### Extracted entries
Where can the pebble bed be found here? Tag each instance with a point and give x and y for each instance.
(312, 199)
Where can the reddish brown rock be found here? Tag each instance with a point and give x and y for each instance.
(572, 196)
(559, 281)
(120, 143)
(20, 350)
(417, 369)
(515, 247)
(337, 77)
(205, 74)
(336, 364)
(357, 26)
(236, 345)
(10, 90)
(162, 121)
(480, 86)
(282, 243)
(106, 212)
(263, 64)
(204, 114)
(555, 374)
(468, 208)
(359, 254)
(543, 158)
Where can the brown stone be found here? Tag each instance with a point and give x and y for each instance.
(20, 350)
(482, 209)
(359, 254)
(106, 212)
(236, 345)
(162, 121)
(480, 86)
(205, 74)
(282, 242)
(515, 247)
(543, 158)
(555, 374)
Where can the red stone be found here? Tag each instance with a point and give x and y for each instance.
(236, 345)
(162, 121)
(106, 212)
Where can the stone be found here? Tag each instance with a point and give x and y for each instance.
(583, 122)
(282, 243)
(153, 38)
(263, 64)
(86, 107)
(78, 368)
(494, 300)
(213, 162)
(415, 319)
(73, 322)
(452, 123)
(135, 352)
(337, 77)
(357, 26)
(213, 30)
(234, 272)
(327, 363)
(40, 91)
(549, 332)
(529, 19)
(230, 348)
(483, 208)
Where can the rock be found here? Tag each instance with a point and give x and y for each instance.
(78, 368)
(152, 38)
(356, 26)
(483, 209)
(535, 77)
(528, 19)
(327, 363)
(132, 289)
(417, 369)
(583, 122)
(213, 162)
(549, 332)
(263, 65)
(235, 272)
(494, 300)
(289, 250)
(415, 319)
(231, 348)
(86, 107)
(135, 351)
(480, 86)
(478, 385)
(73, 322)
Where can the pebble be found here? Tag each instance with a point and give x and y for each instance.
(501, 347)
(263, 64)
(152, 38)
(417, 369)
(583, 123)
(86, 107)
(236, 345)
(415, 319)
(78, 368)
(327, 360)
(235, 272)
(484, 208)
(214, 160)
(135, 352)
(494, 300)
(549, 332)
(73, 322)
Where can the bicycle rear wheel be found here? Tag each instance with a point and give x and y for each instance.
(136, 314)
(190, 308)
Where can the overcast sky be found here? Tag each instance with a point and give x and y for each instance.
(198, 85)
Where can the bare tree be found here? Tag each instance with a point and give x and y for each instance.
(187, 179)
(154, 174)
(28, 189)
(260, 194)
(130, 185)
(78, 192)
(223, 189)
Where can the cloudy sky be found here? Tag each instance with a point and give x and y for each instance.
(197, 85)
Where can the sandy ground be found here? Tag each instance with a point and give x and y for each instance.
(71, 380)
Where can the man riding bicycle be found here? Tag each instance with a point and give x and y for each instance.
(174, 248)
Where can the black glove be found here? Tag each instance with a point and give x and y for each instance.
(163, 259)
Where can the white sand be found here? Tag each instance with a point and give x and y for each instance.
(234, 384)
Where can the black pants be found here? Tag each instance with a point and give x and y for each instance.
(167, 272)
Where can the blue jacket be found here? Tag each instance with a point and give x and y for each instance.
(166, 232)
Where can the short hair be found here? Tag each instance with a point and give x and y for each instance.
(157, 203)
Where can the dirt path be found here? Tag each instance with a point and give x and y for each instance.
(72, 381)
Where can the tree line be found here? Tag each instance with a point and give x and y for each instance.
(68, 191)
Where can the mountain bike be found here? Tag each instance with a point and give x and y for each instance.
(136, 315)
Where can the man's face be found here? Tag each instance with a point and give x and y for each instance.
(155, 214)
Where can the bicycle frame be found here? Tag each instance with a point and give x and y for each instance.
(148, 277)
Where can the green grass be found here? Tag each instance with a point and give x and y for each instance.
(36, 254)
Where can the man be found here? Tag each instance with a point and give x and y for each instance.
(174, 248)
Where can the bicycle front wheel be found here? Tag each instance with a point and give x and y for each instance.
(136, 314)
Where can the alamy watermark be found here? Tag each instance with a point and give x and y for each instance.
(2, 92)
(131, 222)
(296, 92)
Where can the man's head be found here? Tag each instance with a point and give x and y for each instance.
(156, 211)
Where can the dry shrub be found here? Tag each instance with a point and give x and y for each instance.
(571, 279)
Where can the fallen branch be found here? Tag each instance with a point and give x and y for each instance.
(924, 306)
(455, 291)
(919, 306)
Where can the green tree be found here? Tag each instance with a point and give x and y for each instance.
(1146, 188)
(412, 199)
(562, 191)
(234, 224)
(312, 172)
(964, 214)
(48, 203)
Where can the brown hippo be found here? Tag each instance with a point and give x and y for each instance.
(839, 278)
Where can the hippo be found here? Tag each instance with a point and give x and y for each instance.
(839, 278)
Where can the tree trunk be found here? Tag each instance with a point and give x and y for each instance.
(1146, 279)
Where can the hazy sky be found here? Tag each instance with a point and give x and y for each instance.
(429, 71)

### What is needed
Your reply must be the entries above, returned word for word.

### Reply
Where can the pebble bed be found here? Tag each instance with a point and give x and y for each instance.
(312, 199)
Where can the reddish brown rock be found here? Tag each instance with a point and give x and y for each instance.
(572, 196)
(559, 281)
(120, 143)
(20, 350)
(417, 369)
(515, 247)
(337, 77)
(205, 74)
(336, 364)
(357, 26)
(236, 345)
(10, 90)
(162, 121)
(480, 86)
(282, 243)
(106, 212)
(263, 64)
(204, 114)
(555, 374)
(468, 208)
(359, 254)
(543, 158)
Where can the brown stone be found here? Tag each instance with a point and give x and y for each instance.
(20, 350)
(482, 209)
(359, 254)
(106, 212)
(236, 345)
(162, 121)
(480, 86)
(205, 74)
(282, 242)
(515, 247)
(543, 158)
(555, 374)
Where can the red stone be found here? Tag each instance with a point and give x and y for each instance.
(236, 345)
(162, 121)
(106, 212)
Where can the stone be found here? Tag each instance with a point and give x and y for each instance.
(583, 122)
(282, 243)
(153, 38)
(263, 64)
(86, 107)
(78, 368)
(494, 300)
(213, 162)
(415, 319)
(73, 322)
(452, 123)
(135, 352)
(337, 77)
(357, 26)
(213, 30)
(234, 272)
(327, 363)
(40, 91)
(549, 332)
(529, 19)
(230, 348)
(483, 208)
Where can the rock be found here? Tag each instance with a point and give x and y for each instance.
(78, 368)
(152, 38)
(356, 26)
(483, 209)
(535, 77)
(528, 19)
(327, 363)
(132, 289)
(417, 369)
(583, 122)
(213, 162)
(549, 332)
(263, 65)
(235, 272)
(494, 300)
(289, 250)
(415, 319)
(231, 348)
(86, 107)
(135, 351)
(480, 86)
(478, 385)
(73, 322)
Where can the pebble be found here? Tag each instance with a point and give x and y for each instance.
(501, 347)
(263, 64)
(152, 38)
(417, 369)
(583, 123)
(86, 107)
(236, 345)
(415, 319)
(78, 368)
(327, 360)
(235, 272)
(484, 208)
(214, 160)
(135, 352)
(494, 300)
(549, 332)
(73, 322)
Where can the bicycle rear wheel be found here? Tag each instance with a point and give x and y for each instance.
(136, 314)
(190, 308)
Where can the overcast sky be found here? Tag each instance with a point and give x and y for each instance.
(198, 85)
Where can the bare tree be found here? Tag each instance with a point and give x and y for each instance.
(187, 179)
(154, 174)
(28, 189)
(260, 194)
(130, 185)
(78, 192)
(223, 189)
Where can the cloudy sky be found here? Tag each instance with a point and give x and y for each instance.
(197, 85)
Where can the sandy ground be found here? Tag each instance with a point and give x and y for each instance.
(71, 380)
Where can the man riding bicycle be found here? Tag each instance with a point and give x and y for each instance.
(174, 248)
Where can the black glove be found here? Tag each instance with a point and give x and y for each instance.
(163, 259)
Where can the white sand be found here? Tag each instance with a point and give x and y for each instance.
(234, 384)
Where can the black pants be found here? Tag each instance with a point and give x and y for each instance.
(167, 272)
Where can the blue jacket be found here? Tag each instance with a point and give x and y for each instance.
(166, 232)
Where can the short hair be found here? Tag each instance with a point and give x and y for each instance.
(157, 203)
Where can the dirt path be found here? Tag each instance with a point and give x and y for each instance.
(72, 381)
Where can the tree line be found here? Tag each instance with a point and give x and y for each instance.
(68, 191)
Where can the mountain bike be found here? Tag each instance with a point and give x and y for each instance.
(136, 315)
Where can the man's face be found here? Tag each instance with a point and give x and y for each instance.
(155, 214)
Where can the bicycle frame be found here? Tag each instance with a point and give x and y for each instance.
(148, 277)
Where can the green grass be found here? Tag each instance with a point and give x and y for each instance.
(36, 254)
Where can the man be found here? Tag each instance with a point and give x and y for each instance.
(174, 248)
Where can the bicycle front wheel be found here? Tag each instance with a point and give x and y for each instance.
(136, 314)
Where can the alamy watermark be found here? Tag each instance with a point and give x and y for each instance.
(2, 92)
(131, 222)
(296, 92)
Where can the man's head be found here? Tag each instance with a point and give x and y for each instance.
(156, 211)
Where can the dry shrub be found here? Tag each instance with a point and give x and y for each instance.
(571, 279)
Where can the fallen branch be found here? Tag each instance with a point and give x and y for each instance.
(924, 306)
(455, 291)
(919, 306)
Where can the green tree be found here? Tag each instance with a point and give x and y for each instance.
(1146, 188)
(412, 199)
(562, 191)
(234, 224)
(312, 172)
(964, 214)
(48, 203)
Where can the brown hippo be found here? Tag each instance with a point and give x and y for each instance.
(839, 278)
Where can the hippo be found here? Tag each instance with a point and give x and y for each instance.
(839, 278)
Where can the tree trunk be found here? Tag each instance with a point and give x and y for each instance.
(1146, 279)
Where can the hazy sky be found here? Tag each instance with a point and give x and y for each instance.
(429, 71)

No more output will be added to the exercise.